TASK INSTRUCTIONS → Each record that follows must be reproduced exactly.

Text-to-region grounding data →
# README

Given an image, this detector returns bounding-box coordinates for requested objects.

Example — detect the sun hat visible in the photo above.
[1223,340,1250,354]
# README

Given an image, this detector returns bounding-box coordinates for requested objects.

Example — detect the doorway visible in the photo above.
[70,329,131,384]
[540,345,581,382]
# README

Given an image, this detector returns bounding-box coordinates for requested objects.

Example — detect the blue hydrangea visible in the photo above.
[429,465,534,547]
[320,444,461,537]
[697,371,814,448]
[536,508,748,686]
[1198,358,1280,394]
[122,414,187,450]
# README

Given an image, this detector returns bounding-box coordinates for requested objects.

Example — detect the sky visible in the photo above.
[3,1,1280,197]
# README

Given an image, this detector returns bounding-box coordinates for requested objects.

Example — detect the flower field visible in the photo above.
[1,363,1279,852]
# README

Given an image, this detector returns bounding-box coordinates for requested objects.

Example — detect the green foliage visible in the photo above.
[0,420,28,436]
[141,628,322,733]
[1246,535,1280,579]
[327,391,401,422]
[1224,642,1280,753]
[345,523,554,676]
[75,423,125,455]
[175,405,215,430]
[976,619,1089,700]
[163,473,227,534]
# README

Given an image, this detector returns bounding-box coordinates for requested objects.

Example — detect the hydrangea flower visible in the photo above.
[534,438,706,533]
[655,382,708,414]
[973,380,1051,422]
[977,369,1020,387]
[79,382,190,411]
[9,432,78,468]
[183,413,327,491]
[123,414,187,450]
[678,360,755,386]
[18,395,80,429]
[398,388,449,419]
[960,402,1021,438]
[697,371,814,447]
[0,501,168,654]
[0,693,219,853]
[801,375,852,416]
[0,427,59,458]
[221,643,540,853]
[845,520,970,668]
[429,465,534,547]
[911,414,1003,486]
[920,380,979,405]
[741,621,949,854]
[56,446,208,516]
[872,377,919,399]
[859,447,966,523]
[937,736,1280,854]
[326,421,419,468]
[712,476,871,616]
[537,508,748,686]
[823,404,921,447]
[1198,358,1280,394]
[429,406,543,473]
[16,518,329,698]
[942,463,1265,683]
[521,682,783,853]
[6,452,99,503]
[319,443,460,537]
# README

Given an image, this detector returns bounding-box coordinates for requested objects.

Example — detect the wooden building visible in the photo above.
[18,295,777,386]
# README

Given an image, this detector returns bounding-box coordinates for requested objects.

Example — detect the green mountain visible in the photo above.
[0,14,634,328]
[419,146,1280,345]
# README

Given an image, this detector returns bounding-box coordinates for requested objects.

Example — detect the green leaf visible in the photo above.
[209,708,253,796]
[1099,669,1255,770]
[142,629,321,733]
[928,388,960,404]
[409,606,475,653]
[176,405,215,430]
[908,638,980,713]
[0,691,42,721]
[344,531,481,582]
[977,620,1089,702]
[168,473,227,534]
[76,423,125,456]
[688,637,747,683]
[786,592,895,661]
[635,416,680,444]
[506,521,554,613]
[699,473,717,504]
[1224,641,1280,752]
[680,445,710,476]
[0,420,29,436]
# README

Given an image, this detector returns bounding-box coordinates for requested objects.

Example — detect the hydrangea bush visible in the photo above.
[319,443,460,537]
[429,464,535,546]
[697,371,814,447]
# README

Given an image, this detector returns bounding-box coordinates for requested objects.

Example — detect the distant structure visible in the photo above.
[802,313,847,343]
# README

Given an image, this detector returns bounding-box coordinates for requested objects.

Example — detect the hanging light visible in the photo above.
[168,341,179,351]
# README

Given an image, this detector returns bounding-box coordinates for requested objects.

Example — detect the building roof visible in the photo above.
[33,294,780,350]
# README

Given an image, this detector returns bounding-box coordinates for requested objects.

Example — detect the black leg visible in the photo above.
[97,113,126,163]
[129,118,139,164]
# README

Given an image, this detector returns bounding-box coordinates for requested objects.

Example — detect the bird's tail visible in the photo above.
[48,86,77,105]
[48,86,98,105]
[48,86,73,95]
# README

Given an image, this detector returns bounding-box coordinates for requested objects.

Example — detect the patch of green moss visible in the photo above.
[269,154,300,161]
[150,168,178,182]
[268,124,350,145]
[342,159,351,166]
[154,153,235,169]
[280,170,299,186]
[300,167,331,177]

RESULT →
# README

Given an image, this detector returns bounding-box coordinates for requested objects.

Example — detect the sun hat visible in the photo above.
[1223,340,1250,354]
# README

Given an image, this detector returns bounding-box coordinates for requested objects.

Example — detect the doorway visible in the photo above.
[70,329,131,384]
[540,345,581,382]
# README

Given an image, this detector returns bounding-box coordinates for requested objects.

Example — detect the blue hydrangea visible in the photo above.
[429,465,534,547]
[320,444,461,537]
[697,371,814,448]
[536,508,748,686]
[1198,358,1280,394]
[122,414,187,450]
# README

Given an image, this detector returns bounding-box coordinates for requested objects.

Example — detect the sky visible in the photo above.
[3,1,1280,197]
# README

Given an image, this detector returns bounding-box coordinates for requested objects.

Example — detect the flower field visible in the photo above.
[1,363,1279,852]
# README

Given an image, this detector returns bounding-box coordinates for requested objects.

Example — detect the green foliage visible in the photo above.
[0,420,28,436]
[141,628,322,733]
[1246,535,1280,579]
[327,391,401,422]
[1224,642,1280,753]
[345,523,554,676]
[75,423,125,455]
[175,405,215,430]
[976,619,1089,700]
[163,473,227,534]
# README

Given an image, this detector returns bounding-box coordinates for requested objects.

Example — detect the hydrangea flower visible in the photo above.
[534,438,706,533]
[655,382,708,414]
[973,380,1051,422]
[977,369,1020,387]
[79,382,190,411]
[9,432,78,468]
[183,413,327,491]
[123,414,187,450]
[678,360,755,386]
[18,395,80,429]
[398,388,449,419]
[960,402,1021,438]
[697,371,814,447]
[0,501,168,654]
[0,693,219,853]
[801,375,852,416]
[0,427,59,458]
[221,643,540,853]
[845,520,970,668]
[429,465,534,547]
[911,414,1003,486]
[920,380,979,405]
[741,621,949,854]
[56,446,208,516]
[872,377,919,399]
[859,447,966,523]
[937,736,1280,854]
[326,421,419,468]
[712,476,871,616]
[537,508,748,686]
[823,404,921,447]
[1198,358,1280,394]
[429,406,543,473]
[16,518,329,698]
[942,463,1265,683]
[521,682,783,853]
[6,452,99,503]
[319,443,460,537]
# README

Given an image, this detector returns bounding-box coordinates for requested objects.

Example — detect the wooden building visible in the photo above.
[18,295,777,386]
# README

Given an image, this detector returns bounding-box coordinates for requested objects.

Example — detect the green mountain visible in the photo above.
[0,14,634,328]
[419,146,1280,345]
# README

Given an image, this detector returns bounding-box coordinates for requested objects.

Example — detect the green leaf visible in the photo above.
[209,708,253,796]
[1099,669,1255,770]
[142,629,321,733]
[928,388,960,404]
[409,606,475,653]
[176,405,215,430]
[908,638,980,713]
[0,691,42,721]
[344,531,481,582]
[977,620,1089,702]
[168,473,227,534]
[76,423,125,456]
[688,637,747,683]
[786,592,895,661]
[635,416,680,444]
[506,521,554,613]
[699,473,717,504]
[1224,641,1280,752]
[680,445,710,476]
[0,420,29,436]
# README

Given an image, this detector returns bounding-box coordinates for requested objects.

Example — detect the hydrangea bush visible in the photo above.
[319,443,460,537]
[429,464,535,546]
[697,371,814,447]
# README

Given an image, this detector returns bounding-box coordinates for requested objects.

Example — detect the distant structure visible in the photo above.
[802,313,847,343]
# README

Given an image, this detector returns bounding-box coordinates for requested objects.

Example — detect the hanging light visible in the photo above.
[168,341,179,351]
# README

Given an image, this detector returns bounding-box coordinates for requested objects.

Example — detect the building roof visible in the photo above.
[33,294,780,350]
# README

Given an image, this detector returns bounding-box coordinates for requested objects.

Example — detect the black leg visible in the photo above.
[97,113,126,163]
[129,118,139,164]
# README

Given an image, this detector returns bounding-box coordinates for requested objects.

Example — detect the bird's tail visible in the photo above.
[48,86,77,105]
[48,86,98,105]
[48,86,73,95]
# README

Given an image, this detector returns bounding-box coordinates for requested objects.

Example — detect the patch of green moss visible in the photo above.
[269,154,300,161]
[150,168,178,182]
[268,124,350,145]
[342,159,351,166]
[154,153,235,169]
[280,170,299,186]
[300,167,331,177]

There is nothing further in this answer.